> _Material for the task_
=-=-=
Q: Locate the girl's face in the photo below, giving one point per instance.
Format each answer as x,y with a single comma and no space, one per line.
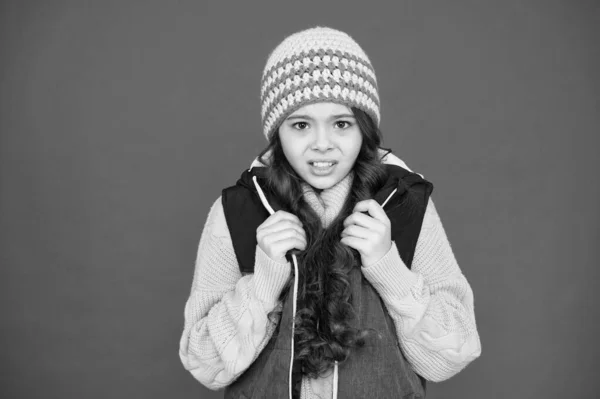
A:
=-=-=
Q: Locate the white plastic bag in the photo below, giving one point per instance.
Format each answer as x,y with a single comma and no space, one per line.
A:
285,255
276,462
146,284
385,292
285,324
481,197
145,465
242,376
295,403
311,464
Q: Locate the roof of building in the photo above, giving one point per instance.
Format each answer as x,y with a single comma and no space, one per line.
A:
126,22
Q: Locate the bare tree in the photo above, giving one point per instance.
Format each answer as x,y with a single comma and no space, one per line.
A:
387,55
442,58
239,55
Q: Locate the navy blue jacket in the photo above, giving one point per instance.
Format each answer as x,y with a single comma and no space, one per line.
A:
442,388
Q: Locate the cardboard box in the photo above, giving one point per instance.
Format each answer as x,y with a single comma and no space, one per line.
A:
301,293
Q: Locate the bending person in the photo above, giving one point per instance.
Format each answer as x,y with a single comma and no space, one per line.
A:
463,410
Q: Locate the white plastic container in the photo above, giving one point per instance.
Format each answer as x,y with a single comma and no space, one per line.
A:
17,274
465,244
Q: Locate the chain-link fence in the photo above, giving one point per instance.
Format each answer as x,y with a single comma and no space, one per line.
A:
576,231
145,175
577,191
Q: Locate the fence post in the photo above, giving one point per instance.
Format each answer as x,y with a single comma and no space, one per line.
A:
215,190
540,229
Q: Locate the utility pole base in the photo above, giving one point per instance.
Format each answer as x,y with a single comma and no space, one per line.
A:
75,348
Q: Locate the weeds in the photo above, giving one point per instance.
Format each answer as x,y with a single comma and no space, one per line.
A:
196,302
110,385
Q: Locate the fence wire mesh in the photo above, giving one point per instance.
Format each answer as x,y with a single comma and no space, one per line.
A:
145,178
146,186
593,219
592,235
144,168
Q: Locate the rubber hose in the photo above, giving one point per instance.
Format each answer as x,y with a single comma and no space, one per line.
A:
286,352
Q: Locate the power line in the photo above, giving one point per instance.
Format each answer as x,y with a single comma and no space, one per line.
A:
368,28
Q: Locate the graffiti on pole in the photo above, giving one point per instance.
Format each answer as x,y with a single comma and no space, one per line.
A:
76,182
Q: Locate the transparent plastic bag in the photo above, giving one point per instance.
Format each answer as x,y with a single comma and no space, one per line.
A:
=-=-=
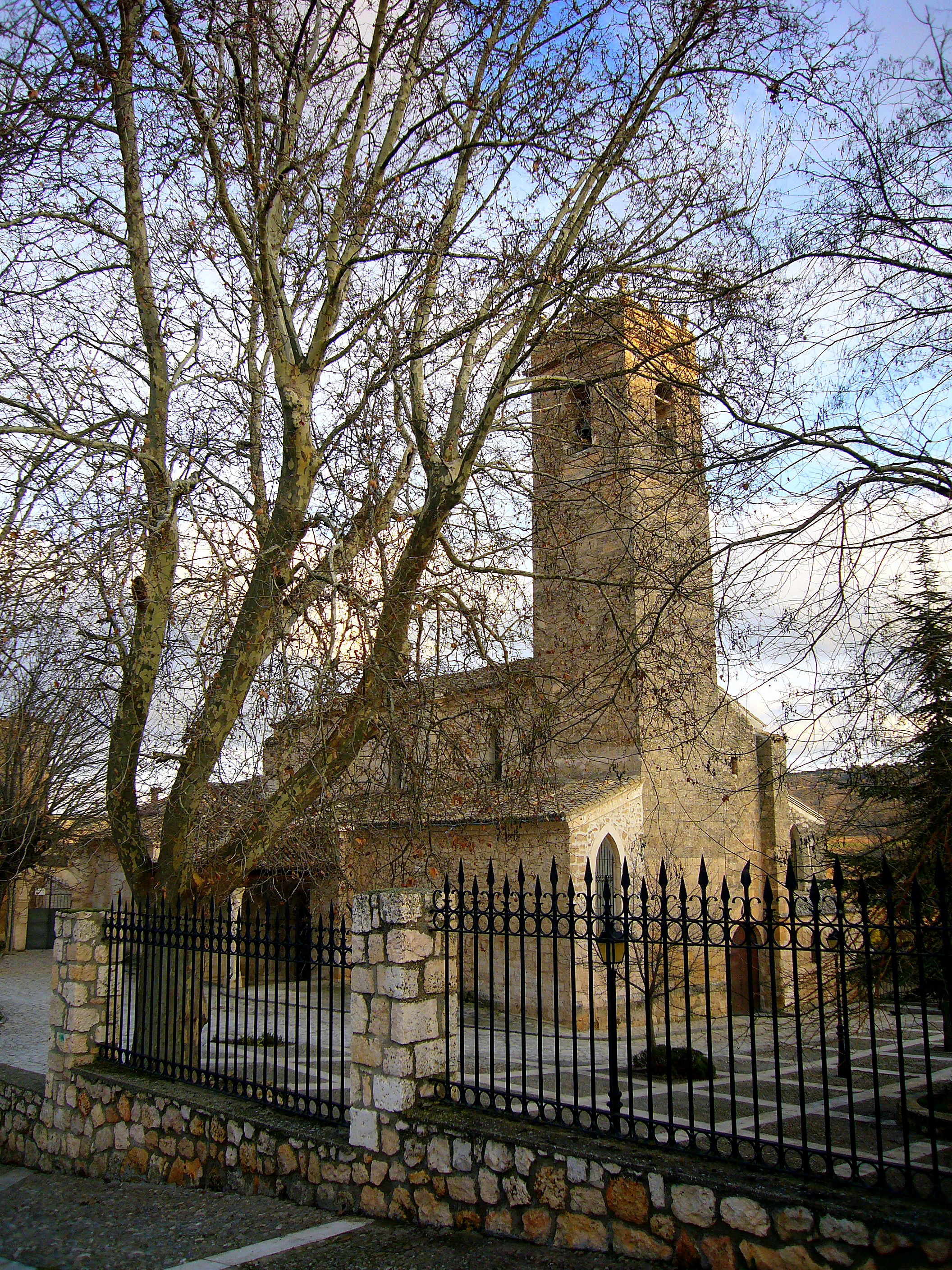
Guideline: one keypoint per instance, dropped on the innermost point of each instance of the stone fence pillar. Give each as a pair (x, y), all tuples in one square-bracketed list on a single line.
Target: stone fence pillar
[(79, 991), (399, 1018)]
=-=-=
> _Task_
Return each line from the rows above that contains the string "plastic", copying every such line in full.

> _Finished task_
Q: Locate the white plastic bag in the photo below, giving one point per instance.
Q: Locate the white plastic container in the photo above, giving one point per instance.
Q: Locate the transparent plastic bag in the photo above, giving one point per instance.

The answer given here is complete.